» **Short task**
According to the Office of Justice Programs text below, at what address is the agency's headquarters?

» **Text shown**
----

Office of Justice Programs (OJP)
- Seal of the United States Department of Justice, Office of Justice Programs

Department overview
- Formed: 1984; 42 years ago
- Jurisdiction: Federal government of the United States
- Headquarters: 810 7th Street NW Washington, D.C., United States;
- Department executives: Vacant, Assistant Attorney General; Maureen Henneberg, Deputy Assistant Attorney General for Operations and Management;
- Parent department: U.S. Department of Justice
- Website: www.ojp.gov

= Office of Justice Programs =

US federal crime-prevention research arm

The Office of Justice Programs (OJP) is an agency of the United States Department of Justice that focuses on crime prevention through research and development, assistance to state, local, and tribal criminal justice agencies, including law enforcement, corrections, and juvenile justice through grants and assistance to crime victims.

The Office of Justice Programs is headed by an assistant attorney general. Brent Cohen is the acting assistant attorney general. OJP's Assistant Attorney General is responsible for the overall management and oversight of the office.

----

» **Stored rows**
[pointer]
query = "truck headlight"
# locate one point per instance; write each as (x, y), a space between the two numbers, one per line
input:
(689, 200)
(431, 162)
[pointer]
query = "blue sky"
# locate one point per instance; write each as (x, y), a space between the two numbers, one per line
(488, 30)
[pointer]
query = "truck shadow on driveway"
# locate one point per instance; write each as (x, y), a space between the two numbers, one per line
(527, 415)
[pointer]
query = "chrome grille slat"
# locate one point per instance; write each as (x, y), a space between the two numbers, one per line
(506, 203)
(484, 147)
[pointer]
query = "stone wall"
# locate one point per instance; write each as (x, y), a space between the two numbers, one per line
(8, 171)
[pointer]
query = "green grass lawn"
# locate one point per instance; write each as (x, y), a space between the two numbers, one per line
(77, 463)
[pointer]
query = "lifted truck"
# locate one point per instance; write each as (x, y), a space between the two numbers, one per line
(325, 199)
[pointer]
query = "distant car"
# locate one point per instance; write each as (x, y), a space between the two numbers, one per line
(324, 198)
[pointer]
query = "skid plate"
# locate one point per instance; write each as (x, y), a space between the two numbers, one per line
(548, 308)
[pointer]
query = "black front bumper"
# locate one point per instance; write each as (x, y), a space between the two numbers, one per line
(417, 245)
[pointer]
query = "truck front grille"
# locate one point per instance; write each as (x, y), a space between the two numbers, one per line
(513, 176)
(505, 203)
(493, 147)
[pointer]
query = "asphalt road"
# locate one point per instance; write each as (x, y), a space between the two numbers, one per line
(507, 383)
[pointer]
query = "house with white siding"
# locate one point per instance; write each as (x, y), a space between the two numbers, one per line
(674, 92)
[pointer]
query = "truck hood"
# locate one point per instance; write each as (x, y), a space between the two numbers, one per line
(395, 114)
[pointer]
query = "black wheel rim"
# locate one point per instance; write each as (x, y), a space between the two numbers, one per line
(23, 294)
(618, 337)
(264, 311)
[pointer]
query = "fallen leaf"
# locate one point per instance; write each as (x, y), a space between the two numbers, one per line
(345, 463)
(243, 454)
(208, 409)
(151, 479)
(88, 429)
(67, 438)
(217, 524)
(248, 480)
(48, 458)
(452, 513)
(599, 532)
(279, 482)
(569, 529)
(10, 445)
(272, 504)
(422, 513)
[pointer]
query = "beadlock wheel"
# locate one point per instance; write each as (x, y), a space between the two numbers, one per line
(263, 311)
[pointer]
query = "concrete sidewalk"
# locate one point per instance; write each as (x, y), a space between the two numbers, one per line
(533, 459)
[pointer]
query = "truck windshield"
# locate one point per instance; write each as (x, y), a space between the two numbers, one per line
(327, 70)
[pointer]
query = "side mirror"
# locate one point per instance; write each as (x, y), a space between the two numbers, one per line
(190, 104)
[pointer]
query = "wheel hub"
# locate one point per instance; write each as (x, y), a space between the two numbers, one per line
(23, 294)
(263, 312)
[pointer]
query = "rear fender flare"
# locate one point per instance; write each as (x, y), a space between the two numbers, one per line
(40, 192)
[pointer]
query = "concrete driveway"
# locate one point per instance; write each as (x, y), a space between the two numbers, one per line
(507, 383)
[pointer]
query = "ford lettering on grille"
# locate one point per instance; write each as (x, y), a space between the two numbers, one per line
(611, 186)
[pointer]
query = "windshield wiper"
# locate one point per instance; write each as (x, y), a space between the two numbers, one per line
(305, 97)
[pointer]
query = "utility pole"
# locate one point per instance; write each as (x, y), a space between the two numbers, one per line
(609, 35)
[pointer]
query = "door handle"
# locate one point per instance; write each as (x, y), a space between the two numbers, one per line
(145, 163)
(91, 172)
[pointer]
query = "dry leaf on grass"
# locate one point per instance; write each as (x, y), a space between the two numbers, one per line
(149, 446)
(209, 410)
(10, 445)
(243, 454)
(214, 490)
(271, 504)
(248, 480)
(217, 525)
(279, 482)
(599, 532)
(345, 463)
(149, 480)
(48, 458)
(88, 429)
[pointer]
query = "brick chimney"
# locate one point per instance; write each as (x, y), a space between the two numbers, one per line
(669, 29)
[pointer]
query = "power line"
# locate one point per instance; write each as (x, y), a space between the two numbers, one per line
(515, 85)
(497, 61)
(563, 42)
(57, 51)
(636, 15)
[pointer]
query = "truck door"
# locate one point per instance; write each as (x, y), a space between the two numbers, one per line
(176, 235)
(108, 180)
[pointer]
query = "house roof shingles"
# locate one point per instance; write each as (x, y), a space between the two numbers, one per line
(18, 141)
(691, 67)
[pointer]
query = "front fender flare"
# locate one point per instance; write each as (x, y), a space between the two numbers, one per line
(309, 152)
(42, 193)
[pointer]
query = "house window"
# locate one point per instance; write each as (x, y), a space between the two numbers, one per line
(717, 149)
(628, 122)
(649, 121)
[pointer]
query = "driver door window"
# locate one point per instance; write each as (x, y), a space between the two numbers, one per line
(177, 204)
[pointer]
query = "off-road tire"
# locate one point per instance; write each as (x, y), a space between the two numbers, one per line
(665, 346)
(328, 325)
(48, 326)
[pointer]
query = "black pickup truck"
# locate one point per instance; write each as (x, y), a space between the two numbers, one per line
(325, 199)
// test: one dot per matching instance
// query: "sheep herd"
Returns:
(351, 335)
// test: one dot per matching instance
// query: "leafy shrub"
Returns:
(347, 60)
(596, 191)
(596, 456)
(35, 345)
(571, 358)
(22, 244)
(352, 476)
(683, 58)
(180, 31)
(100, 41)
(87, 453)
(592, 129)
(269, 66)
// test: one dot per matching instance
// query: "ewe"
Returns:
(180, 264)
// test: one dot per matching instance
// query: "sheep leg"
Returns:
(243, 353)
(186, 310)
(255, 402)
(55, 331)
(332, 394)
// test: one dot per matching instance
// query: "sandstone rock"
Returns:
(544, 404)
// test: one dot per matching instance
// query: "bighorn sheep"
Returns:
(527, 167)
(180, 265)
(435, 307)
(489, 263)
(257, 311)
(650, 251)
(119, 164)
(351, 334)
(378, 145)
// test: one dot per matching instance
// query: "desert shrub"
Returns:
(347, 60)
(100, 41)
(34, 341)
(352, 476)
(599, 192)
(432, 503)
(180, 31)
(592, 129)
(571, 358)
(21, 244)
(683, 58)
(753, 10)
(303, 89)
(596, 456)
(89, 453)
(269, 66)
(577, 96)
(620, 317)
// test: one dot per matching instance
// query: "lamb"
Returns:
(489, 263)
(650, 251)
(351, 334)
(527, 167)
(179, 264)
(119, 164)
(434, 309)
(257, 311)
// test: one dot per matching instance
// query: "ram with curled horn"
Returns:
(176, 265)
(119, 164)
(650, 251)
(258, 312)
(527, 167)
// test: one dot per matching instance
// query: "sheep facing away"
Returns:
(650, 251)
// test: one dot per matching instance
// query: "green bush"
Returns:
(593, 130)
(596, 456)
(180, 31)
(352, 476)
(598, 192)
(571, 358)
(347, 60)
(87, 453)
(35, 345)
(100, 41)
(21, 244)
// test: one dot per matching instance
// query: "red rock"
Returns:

----

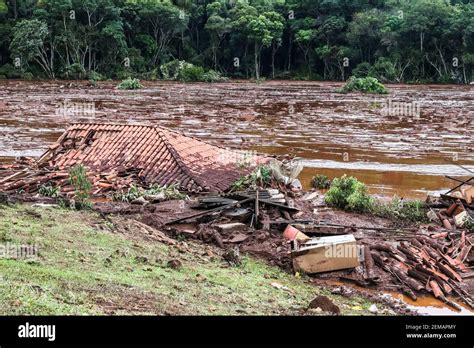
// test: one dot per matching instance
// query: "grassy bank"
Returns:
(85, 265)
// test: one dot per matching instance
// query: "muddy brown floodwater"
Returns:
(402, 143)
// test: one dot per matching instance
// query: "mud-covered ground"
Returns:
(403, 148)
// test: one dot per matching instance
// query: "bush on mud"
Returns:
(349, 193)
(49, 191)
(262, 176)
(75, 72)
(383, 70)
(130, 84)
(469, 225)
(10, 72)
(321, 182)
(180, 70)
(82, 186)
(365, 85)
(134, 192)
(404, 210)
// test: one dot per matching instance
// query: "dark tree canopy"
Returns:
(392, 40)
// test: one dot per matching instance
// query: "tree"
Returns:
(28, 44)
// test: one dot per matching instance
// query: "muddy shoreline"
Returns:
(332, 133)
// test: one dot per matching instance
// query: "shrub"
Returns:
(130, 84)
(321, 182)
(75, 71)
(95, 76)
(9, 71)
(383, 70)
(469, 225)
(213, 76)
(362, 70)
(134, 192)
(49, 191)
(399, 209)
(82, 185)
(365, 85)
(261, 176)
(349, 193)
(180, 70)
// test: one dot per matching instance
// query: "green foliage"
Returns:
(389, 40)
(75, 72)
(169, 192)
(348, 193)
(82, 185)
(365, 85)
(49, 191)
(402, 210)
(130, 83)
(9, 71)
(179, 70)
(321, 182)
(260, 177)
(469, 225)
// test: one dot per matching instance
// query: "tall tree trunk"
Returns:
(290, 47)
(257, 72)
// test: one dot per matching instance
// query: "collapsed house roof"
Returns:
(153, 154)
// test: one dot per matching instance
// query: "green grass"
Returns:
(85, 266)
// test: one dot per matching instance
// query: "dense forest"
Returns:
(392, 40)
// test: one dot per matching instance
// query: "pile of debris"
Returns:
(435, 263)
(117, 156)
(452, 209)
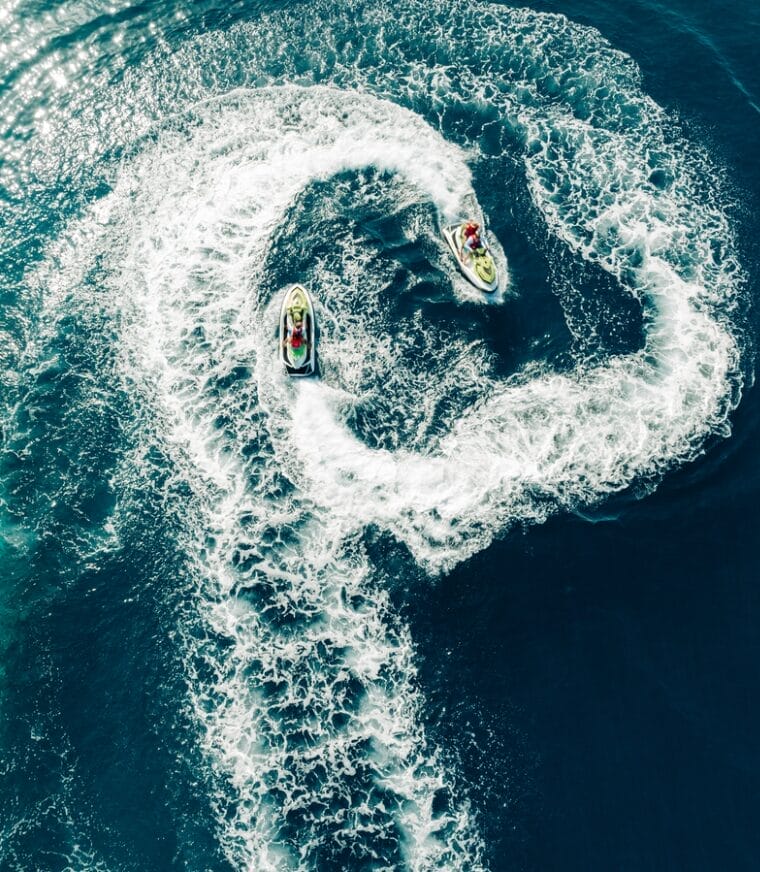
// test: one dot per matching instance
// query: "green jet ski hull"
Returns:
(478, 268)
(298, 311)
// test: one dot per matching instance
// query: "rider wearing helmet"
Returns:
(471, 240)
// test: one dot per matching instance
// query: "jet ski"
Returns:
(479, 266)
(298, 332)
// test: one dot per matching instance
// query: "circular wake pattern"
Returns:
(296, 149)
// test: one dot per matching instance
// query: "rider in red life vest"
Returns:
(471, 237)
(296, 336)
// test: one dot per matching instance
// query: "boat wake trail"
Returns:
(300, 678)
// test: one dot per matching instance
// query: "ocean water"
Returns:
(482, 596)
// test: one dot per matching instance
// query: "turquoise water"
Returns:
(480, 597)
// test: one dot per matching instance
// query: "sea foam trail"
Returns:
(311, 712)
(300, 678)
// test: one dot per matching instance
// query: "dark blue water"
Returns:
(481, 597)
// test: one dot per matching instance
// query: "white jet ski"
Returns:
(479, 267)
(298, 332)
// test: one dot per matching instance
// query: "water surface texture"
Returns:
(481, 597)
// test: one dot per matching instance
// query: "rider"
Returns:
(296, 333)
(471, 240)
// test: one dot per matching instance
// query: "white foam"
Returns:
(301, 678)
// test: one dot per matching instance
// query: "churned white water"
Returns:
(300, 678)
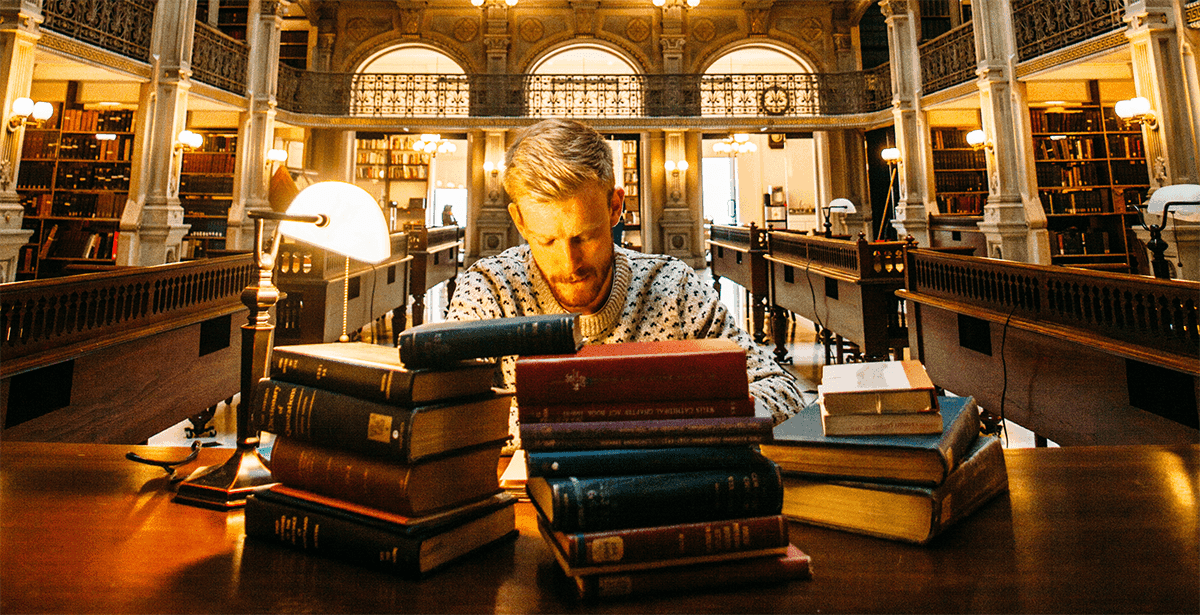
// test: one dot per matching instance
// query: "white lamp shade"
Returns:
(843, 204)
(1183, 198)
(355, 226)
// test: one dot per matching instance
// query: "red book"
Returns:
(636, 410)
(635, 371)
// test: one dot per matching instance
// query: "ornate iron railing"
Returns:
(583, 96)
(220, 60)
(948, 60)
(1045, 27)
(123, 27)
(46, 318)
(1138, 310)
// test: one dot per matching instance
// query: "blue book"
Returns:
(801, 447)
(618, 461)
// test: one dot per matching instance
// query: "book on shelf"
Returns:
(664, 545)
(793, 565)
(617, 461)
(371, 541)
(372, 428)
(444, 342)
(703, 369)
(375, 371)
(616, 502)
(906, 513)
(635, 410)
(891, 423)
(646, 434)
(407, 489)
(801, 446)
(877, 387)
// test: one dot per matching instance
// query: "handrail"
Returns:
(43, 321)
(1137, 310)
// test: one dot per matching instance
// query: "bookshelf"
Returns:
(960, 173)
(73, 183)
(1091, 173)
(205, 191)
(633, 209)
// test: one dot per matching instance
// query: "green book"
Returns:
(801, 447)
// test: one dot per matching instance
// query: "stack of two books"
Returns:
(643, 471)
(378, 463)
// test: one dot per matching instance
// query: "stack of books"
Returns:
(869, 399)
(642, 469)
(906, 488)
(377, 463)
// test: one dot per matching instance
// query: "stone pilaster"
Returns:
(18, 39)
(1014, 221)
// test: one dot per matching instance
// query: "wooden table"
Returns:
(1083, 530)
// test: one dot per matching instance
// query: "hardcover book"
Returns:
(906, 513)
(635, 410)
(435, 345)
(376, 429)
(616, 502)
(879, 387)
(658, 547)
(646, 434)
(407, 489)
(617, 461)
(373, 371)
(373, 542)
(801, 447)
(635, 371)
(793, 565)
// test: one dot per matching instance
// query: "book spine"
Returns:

----

» **The output**
810 7th Street NW, Washington, D.C., United States